[Saved data entries]
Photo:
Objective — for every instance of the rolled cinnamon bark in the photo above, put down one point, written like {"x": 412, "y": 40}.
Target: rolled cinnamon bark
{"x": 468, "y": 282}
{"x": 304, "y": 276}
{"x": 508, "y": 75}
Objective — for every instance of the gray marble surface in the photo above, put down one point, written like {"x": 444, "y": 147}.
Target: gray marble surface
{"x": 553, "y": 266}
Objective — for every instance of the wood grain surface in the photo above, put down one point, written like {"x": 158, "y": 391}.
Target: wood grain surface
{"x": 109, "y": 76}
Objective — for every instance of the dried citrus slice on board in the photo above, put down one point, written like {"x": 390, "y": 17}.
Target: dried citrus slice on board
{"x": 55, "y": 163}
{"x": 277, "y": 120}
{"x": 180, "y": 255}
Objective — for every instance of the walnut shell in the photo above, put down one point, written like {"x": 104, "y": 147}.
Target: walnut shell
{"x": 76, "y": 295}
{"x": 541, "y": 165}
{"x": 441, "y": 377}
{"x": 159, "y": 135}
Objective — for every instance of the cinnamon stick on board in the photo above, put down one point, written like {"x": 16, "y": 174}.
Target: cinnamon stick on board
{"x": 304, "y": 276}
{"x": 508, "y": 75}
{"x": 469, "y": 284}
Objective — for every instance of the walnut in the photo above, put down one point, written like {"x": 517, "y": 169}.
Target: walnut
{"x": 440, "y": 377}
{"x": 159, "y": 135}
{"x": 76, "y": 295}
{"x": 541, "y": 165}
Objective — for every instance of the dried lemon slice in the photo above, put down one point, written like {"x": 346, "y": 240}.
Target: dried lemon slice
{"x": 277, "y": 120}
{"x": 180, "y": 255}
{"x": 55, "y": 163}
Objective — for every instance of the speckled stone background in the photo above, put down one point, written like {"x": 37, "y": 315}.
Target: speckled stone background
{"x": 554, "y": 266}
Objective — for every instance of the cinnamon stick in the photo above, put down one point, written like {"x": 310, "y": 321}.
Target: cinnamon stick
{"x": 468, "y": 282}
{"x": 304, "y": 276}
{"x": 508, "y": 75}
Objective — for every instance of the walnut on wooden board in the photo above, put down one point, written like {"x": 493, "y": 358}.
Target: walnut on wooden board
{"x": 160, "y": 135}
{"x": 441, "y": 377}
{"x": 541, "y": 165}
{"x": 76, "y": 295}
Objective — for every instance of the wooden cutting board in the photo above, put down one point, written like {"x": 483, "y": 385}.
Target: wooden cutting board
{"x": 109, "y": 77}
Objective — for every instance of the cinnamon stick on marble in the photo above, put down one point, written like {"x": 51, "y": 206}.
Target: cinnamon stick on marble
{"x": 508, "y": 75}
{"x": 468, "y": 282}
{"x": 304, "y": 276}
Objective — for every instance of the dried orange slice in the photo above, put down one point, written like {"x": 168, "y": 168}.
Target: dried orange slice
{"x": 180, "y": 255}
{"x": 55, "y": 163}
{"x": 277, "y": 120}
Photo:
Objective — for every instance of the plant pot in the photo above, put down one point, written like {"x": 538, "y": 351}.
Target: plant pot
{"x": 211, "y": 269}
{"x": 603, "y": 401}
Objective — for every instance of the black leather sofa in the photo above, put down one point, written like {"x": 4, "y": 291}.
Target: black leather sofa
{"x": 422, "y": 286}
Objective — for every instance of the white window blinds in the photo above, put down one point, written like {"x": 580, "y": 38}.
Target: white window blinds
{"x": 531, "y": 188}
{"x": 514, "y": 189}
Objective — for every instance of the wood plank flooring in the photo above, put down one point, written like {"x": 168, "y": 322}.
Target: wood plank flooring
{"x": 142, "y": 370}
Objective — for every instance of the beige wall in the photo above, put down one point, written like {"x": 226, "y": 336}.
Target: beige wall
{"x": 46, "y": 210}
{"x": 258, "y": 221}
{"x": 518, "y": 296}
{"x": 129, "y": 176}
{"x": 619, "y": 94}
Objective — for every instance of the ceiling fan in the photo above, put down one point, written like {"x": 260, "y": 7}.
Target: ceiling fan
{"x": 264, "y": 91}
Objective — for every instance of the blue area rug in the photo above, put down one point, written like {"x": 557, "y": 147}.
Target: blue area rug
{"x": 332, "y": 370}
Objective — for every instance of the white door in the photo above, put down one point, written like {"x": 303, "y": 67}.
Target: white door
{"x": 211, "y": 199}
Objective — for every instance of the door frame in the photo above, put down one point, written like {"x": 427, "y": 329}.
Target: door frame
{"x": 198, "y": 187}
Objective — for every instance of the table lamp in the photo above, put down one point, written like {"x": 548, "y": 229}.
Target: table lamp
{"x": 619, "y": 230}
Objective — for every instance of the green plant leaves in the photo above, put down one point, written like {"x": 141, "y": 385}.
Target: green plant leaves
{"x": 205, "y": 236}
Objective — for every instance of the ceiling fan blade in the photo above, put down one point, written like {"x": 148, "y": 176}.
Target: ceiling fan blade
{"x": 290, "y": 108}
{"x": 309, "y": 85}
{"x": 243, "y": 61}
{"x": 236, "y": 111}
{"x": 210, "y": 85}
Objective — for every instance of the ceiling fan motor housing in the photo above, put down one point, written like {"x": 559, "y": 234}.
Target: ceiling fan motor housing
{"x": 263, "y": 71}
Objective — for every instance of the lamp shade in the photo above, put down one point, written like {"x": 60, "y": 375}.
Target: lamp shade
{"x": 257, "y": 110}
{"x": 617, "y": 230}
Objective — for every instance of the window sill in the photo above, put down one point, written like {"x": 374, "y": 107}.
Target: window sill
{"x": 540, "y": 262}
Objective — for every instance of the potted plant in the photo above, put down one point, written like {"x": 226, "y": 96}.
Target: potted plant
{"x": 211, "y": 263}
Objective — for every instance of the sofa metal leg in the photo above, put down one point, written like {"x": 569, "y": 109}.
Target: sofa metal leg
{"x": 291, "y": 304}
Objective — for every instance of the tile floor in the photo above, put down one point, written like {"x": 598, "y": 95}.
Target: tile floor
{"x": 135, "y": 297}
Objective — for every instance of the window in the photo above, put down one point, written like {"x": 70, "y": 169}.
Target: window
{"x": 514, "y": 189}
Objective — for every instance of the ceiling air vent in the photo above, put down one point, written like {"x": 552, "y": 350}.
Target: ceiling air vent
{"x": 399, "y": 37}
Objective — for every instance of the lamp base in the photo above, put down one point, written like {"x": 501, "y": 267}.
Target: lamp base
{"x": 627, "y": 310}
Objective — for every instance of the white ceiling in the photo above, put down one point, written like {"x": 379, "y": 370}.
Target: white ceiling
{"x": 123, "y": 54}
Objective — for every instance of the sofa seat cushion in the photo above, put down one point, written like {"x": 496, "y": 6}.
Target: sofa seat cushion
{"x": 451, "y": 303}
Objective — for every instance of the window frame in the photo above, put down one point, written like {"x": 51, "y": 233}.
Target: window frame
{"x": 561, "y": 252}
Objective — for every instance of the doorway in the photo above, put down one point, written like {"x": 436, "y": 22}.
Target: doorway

PROBLEM REQUIREMENTS:
Copy out the whole listing exactly; please set it all down.

COMPLETED TASK:
Photo:
Objective — for every instance of the rolled cinnamon bark in the photo above, put down one point, written like {"x": 412, "y": 40}.
Target: rolled cinnamon bark
{"x": 468, "y": 282}
{"x": 304, "y": 276}
{"x": 508, "y": 75}
Objective — for every instance of the gray marble surface in the photo above, put down one point, written like {"x": 444, "y": 147}.
Target: gray marble surface
{"x": 553, "y": 266}
Objective — for every instance of the wood grain surface in the photo above, put down one point, written like {"x": 158, "y": 391}.
Target: wood grain surface
{"x": 109, "y": 76}
Objective — for every instance of the dried citrus slice on board in the photo above, put down one point, written like {"x": 390, "y": 17}.
Target: dried citrus slice on board
{"x": 55, "y": 163}
{"x": 277, "y": 120}
{"x": 180, "y": 255}
Objective — for every instance of the walnut shell in the photo above, put down one point, written like {"x": 104, "y": 147}.
Target: walnut shell
{"x": 76, "y": 295}
{"x": 541, "y": 165}
{"x": 441, "y": 377}
{"x": 159, "y": 135}
Objective — for every instance of the cinnamon stick on board in the photo above, put down one point, written like {"x": 16, "y": 174}.
Target: cinnamon stick on board
{"x": 304, "y": 276}
{"x": 508, "y": 75}
{"x": 469, "y": 284}
Objective — for every instance of the walnut in the photo above, put down one point, written like {"x": 517, "y": 169}.
Target: walnut
{"x": 440, "y": 377}
{"x": 159, "y": 135}
{"x": 76, "y": 295}
{"x": 541, "y": 165}
Objective — for every instance of the dried lemon slice in the photo above, put down one point, written like {"x": 346, "y": 240}.
Target: dried lemon slice
{"x": 277, "y": 120}
{"x": 180, "y": 255}
{"x": 55, "y": 163}
Objective — for every instance of the speckled stone background in the photo above, put down one point, written like {"x": 37, "y": 315}.
Target: speckled stone background
{"x": 554, "y": 266}
Objective — for every instance of the cinnamon stick in the photo above, put down one point, written like {"x": 310, "y": 321}.
Target: cinnamon stick
{"x": 468, "y": 282}
{"x": 304, "y": 276}
{"x": 508, "y": 75}
Objective — for every instance of the walnut on wooden board in the photo above, put down one point, written like {"x": 493, "y": 358}.
Target: walnut on wooden board
{"x": 160, "y": 135}
{"x": 441, "y": 377}
{"x": 541, "y": 165}
{"x": 76, "y": 295}
Objective — for every instance of the wooden cutting board in the photo above, put down one point, written like {"x": 483, "y": 385}.
Target: wooden cutting board
{"x": 109, "y": 77}
Objective — for every instance of the cinnamon stick on marble in the photo above, put down one point, written like {"x": 51, "y": 206}.
Target: cinnamon stick on marble
{"x": 508, "y": 75}
{"x": 468, "y": 282}
{"x": 304, "y": 276}
Objective — for every instance of the dried orange slice in the photo above, put down one point, written like {"x": 168, "y": 168}.
Target: dried orange slice
{"x": 180, "y": 255}
{"x": 55, "y": 163}
{"x": 277, "y": 120}
Photo:
Objective — for every instance of the plant pot in the photo above, put down one point, written like {"x": 538, "y": 351}.
Target: plant pot
{"x": 211, "y": 269}
{"x": 603, "y": 401}
Objective — for every instance of the black leather sofa in the photo above, put down one point, written like {"x": 4, "y": 291}.
Target: black leather sofa
{"x": 422, "y": 286}
Objective — for every instance of the white window blinds in the photo above, put down one point, written like {"x": 580, "y": 38}.
Target: white window blinds
{"x": 531, "y": 188}
{"x": 514, "y": 189}
Objective — for every instance of the wood plank flooring in the photo above, put down one point, written like {"x": 168, "y": 322}.
Target: wood plank flooring
{"x": 142, "y": 370}
Objective — for every instance of the beige wall in the photo above, put down one point, written like {"x": 226, "y": 336}.
Target: beige wall
{"x": 46, "y": 210}
{"x": 258, "y": 221}
{"x": 518, "y": 296}
{"x": 129, "y": 176}
{"x": 619, "y": 94}
Objective — for every instance of the ceiling fan in the photo above, put down one point, written like {"x": 260, "y": 7}.
Target: ceiling fan
{"x": 264, "y": 91}
Objective — for every instance of the blue area rug in the photo above, put down one point, written like {"x": 557, "y": 147}.
Target: blue area rug
{"x": 332, "y": 370}
Objective — for every instance of the white door in the photo above, put down one point, written like {"x": 303, "y": 67}.
Target: white door
{"x": 211, "y": 199}
Objective — for every instance of the door frame in the photo above, put down one point, written like {"x": 427, "y": 329}.
Target: door frame
{"x": 198, "y": 187}
Objective — for every instance of the table lamp in the photo above, put down one point, written like {"x": 548, "y": 229}.
Target: table lamp
{"x": 619, "y": 230}
Objective — for every instance of the green plant leaves in the photo above, put down one point, written like {"x": 141, "y": 385}.
Target: green plant leaves
{"x": 205, "y": 236}
Objective — for every instance of the ceiling fan blade in the photo above, put down one point, written like {"x": 148, "y": 176}.
Target: ceiling fan blade
{"x": 290, "y": 108}
{"x": 309, "y": 85}
{"x": 243, "y": 61}
{"x": 236, "y": 111}
{"x": 210, "y": 85}
Objective — for every instance of the ceiling fan motor housing in the photo above, put down one point, written like {"x": 559, "y": 234}.
Target: ceiling fan motor housing
{"x": 263, "y": 71}
Objective — for every instance of the lamp shade in the photo above, put down one point, written like {"x": 60, "y": 375}.
Target: lamp shade
{"x": 257, "y": 110}
{"x": 617, "y": 230}
Objective — for every instance of the window sill in the photo above, put down one point, written like {"x": 374, "y": 107}.
Target: window sill
{"x": 540, "y": 262}
Objective — for every instance of the potted plant in the photo above, put down one point, written like {"x": 226, "y": 96}.
Target: potted plant
{"x": 211, "y": 263}
Objective — for every instance of the sofa metal leg in the photo above, put down one point, written like {"x": 569, "y": 109}.
Target: sofa metal leg
{"x": 291, "y": 304}
Objective — for every instance of the tile floor in the photo above, put down one point, written like {"x": 598, "y": 95}.
Target: tile floor
{"x": 135, "y": 297}
Objective — for every instance of the window in the photo above, put down one point, written like {"x": 70, "y": 169}.
Target: window
{"x": 514, "y": 189}
Objective — for every instance of the ceiling air vent in the photo above, put down one point, written like {"x": 552, "y": 350}.
Target: ceiling air vent
{"x": 399, "y": 37}
Objective — for every instance of the lamp base in the photo above, put down one point, written like {"x": 501, "y": 267}.
Target: lamp base
{"x": 627, "y": 310}
Objective — for every instance of the white ceiling in the photo above, put down one point, written like {"x": 379, "y": 370}.
Target: white ceiling
{"x": 123, "y": 54}
Objective — for every instance of the sofa seat cushion in the photo above, put down one point, written like {"x": 496, "y": 6}.
Target: sofa seat cushion
{"x": 451, "y": 303}
Objective — for every instance of the window frame in the photo above, put down one point, written like {"x": 51, "y": 233}.
Target: window frame
{"x": 561, "y": 252}
Objective — for every instance of the doorway in the photo above, put down one point, written like {"x": 436, "y": 22}.
Target: doorway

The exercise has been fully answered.